▶ EXERCISE:
Edit the items below by changing each "brown hair" to "blonde hair", leaving everything else untouched.

▶ RECORDS SUPPLIED:
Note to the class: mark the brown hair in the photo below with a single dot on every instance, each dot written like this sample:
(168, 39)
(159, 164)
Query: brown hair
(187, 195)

▶ ANSWER FOR THIS EXERCISE:
Note to the class: mark the blonde hair in the photo below with a single dot on every instance, each dot written like this sample:
(168, 39)
(159, 164)
Query: blonde hair
(187, 195)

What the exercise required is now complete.